#### Document passage ####
Nonetheless, despite the potential benefits of being wireless, there are few reported examples of the wireless electronic nose comprised of gas sensor arrays and a pattern recognition tool. A small number of studies have attempted to combine chemical sensors with wireless sensor networks, for example, a remote system for monitoring indoor air quality using a CO₂ gas sensor [3] and a wireless chemical sensor network for the detection and tracking of an acetic acid plume using LED chemical sensors [4]. However, these reports have only dealt with the detection of a single gas and not presented a real-time qualitative and quantitative analysis of the target gases.

To classify a single gas or gas mixtures, multilayer perceptron (MLP) neural networks have been widely used in electronic noses. Yet, according to the results of recent research [5], a fuzzy ARTMAP can outperform a multilayer perceptron on the classification accuracy and training time. Meanwhile, for quantitative gas analyses, MLP neural networks and neuro-fuzzy networks (NFNs) have both been developed [6], [7], [8], and NFNs shown to be more powerful than MLP neural networks as regards the estimation results. However, NFNs involve complex learning methods when training the membership function parameters. Thus, due to the intricacy of their training algorithms and difficult mathematical operations, MLP networks and NFNs are both limited as regards real-time quantitative gas mixture analyses and the implementation of an electronic nose into wireless hardware platforms.
#### Record excerpts ####
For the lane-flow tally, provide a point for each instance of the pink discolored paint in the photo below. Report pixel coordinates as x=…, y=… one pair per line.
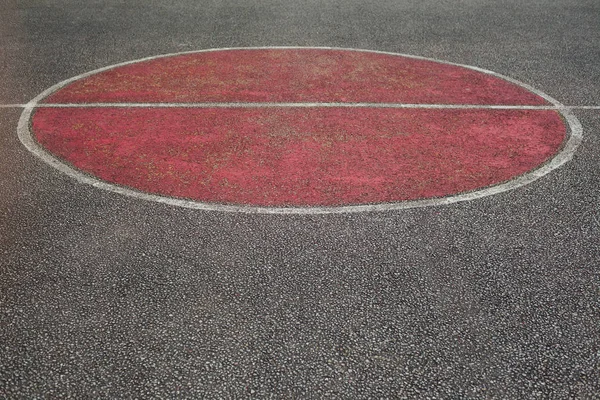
x=300, y=156
x=293, y=75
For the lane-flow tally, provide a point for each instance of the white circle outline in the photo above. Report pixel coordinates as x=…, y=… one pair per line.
x=574, y=138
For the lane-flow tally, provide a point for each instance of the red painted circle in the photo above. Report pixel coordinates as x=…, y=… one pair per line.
x=298, y=156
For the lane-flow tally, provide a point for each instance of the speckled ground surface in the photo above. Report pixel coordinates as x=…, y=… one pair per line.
x=106, y=296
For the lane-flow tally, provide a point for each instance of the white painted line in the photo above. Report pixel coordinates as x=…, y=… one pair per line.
x=574, y=138
x=302, y=105
x=12, y=105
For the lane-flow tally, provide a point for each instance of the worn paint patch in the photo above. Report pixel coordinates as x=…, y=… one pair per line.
x=298, y=156
x=294, y=75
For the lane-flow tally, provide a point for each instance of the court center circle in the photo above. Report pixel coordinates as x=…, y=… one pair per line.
x=299, y=130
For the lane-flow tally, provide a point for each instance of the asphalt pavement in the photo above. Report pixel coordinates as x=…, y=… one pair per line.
x=107, y=296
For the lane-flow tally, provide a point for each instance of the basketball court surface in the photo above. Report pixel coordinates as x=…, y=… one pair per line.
x=318, y=200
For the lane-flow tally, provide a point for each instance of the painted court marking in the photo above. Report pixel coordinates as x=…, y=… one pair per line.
x=248, y=98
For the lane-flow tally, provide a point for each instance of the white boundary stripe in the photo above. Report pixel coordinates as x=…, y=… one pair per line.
x=573, y=140
x=303, y=105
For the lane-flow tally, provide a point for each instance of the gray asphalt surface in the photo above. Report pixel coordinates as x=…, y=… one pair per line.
x=106, y=296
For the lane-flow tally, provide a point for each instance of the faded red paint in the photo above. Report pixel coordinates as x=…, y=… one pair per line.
x=299, y=156
x=295, y=75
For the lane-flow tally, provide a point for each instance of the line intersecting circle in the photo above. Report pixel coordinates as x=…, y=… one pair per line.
x=299, y=130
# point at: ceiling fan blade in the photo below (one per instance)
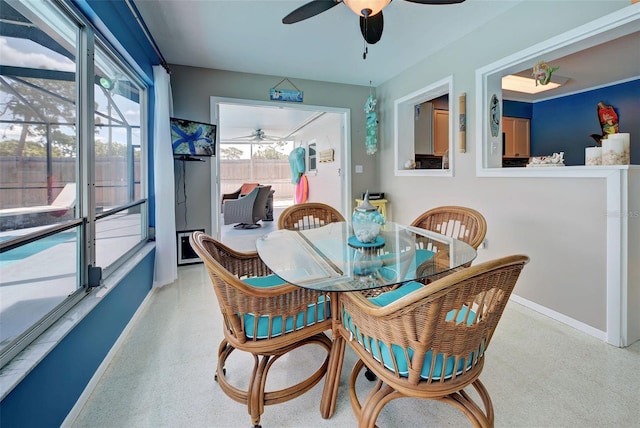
(371, 28)
(435, 2)
(309, 10)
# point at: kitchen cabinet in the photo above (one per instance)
(516, 137)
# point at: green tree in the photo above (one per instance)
(42, 105)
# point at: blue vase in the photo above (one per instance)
(366, 221)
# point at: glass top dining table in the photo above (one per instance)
(329, 258)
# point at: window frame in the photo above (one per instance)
(86, 216)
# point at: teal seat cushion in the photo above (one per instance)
(391, 271)
(402, 359)
(393, 295)
(264, 281)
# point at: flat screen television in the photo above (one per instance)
(190, 138)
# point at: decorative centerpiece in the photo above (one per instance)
(366, 221)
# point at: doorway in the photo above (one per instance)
(254, 133)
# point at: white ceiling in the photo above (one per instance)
(249, 36)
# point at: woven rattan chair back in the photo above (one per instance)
(465, 224)
(433, 341)
(250, 315)
(308, 216)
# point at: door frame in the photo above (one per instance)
(345, 148)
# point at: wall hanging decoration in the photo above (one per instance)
(277, 93)
(462, 122)
(608, 119)
(372, 124)
(296, 162)
(326, 155)
(542, 72)
(494, 115)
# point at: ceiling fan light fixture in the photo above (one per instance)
(372, 7)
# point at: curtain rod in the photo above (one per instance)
(147, 34)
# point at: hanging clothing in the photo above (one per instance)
(296, 162)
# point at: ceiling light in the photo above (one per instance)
(366, 7)
(528, 84)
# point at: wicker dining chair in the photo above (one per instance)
(462, 223)
(429, 342)
(264, 316)
(308, 215)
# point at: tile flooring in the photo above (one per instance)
(540, 373)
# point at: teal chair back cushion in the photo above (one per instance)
(262, 331)
(382, 353)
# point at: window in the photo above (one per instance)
(423, 136)
(71, 166)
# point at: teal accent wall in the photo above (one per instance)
(565, 124)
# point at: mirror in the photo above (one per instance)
(562, 119)
(423, 131)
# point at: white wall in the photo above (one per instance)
(559, 223)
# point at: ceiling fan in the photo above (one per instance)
(370, 12)
(257, 135)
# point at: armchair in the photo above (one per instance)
(247, 210)
(429, 342)
(308, 215)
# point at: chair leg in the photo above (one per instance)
(255, 397)
(463, 402)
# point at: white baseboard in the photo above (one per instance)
(591, 331)
(93, 382)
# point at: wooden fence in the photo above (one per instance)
(23, 180)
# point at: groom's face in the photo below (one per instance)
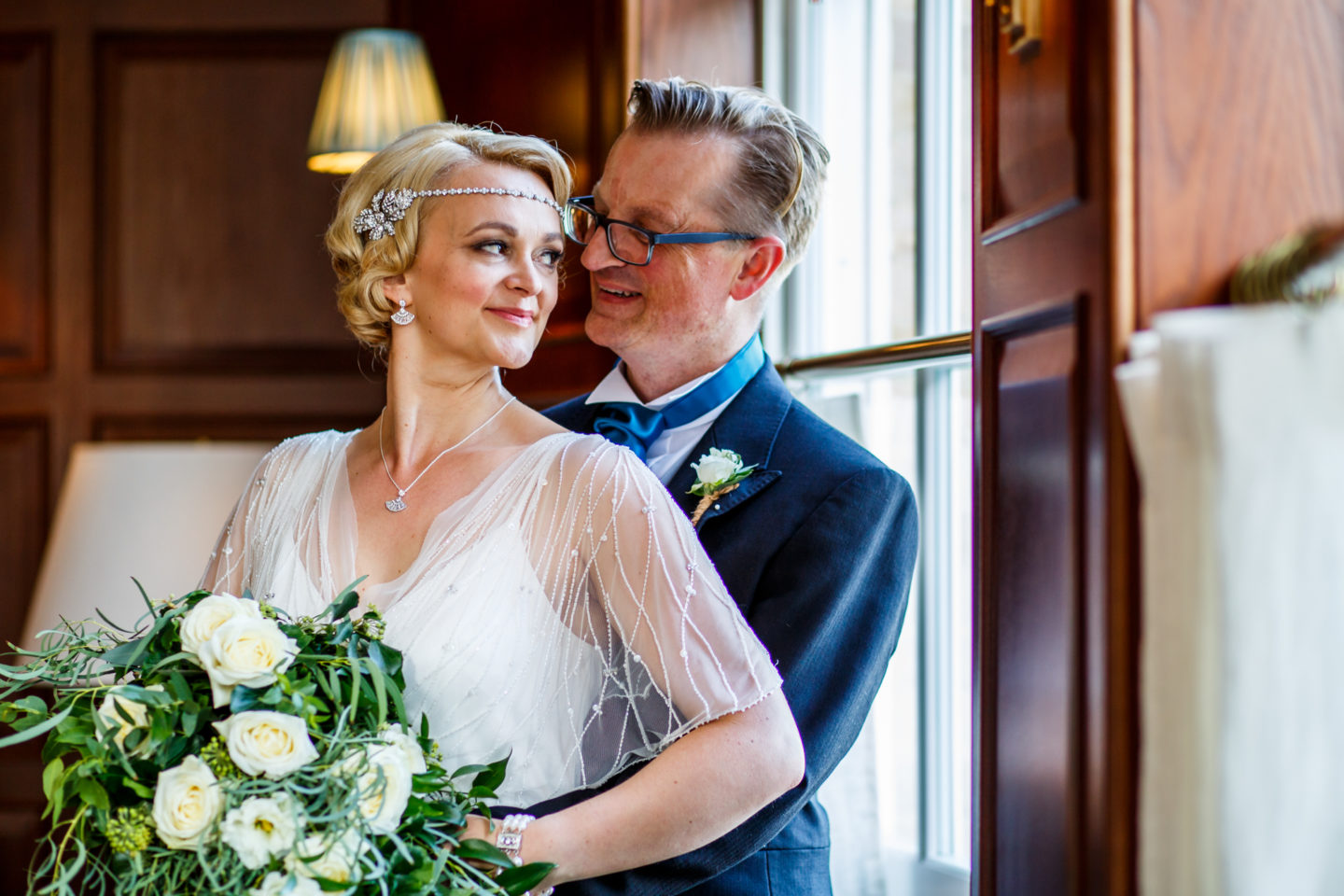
(677, 309)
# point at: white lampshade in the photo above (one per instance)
(378, 86)
(144, 510)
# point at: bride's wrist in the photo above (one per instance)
(511, 841)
####
_What the task asks_
In the passage on wireless electronic noses, which classifier can outperform a multilayer perceptron on classification accuracy and training time?

_Answer_
A fuzzy ARTMAP.